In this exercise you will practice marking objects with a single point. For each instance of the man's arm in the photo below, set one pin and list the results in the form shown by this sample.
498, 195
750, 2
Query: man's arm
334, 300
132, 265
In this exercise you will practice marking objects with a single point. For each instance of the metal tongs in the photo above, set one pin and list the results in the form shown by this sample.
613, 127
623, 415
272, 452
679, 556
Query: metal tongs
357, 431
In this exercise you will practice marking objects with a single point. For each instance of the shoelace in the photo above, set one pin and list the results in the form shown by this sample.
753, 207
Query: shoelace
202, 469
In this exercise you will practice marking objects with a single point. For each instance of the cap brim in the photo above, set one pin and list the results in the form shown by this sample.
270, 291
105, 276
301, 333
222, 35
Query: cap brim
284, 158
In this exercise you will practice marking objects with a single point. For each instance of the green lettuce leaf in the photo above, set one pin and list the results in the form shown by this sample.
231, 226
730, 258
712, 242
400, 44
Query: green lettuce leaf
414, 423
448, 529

_ _ _ _

Work to complete: Update the data above by replacing "set one pin" with "place one marker" wherever it occurs, leaving everything else unchanged.

Problem solution:
In this exercise you will practice marking objects with a single point. For each instance of the man's arm in the photo below, place one marker and list the results in the form shown by this sample.
498, 195
750, 2
Query: man's arm
334, 300
132, 265
In this exercise you will practice marking objects with a single point. For each instance of the metal tongs in the photo above, place one marker and list the results in the form shown by this sample.
613, 127
623, 415
272, 452
679, 556
Query: metal tongs
357, 431
In this exercise you will practice marking objects with a single point. For each instance of the shoelace in the photo above, place one marker and list the results in the form shown by this sample.
753, 207
Query: shoelace
202, 469
In this exercise you will practice marking objects with a single point. For each instance of the cap brim in the photo above, place one marker and list the results in the form shown by this sample.
270, 291
105, 276
301, 333
222, 35
Query: cap brim
284, 158
In this exercise you will practice marking objects with a single point. For each instance of the green lettuce leaf in the photo above, place one marker and list the results in the form shown by this sample.
231, 226
730, 258
712, 242
400, 44
Query: green lettuce leaf
414, 423
448, 529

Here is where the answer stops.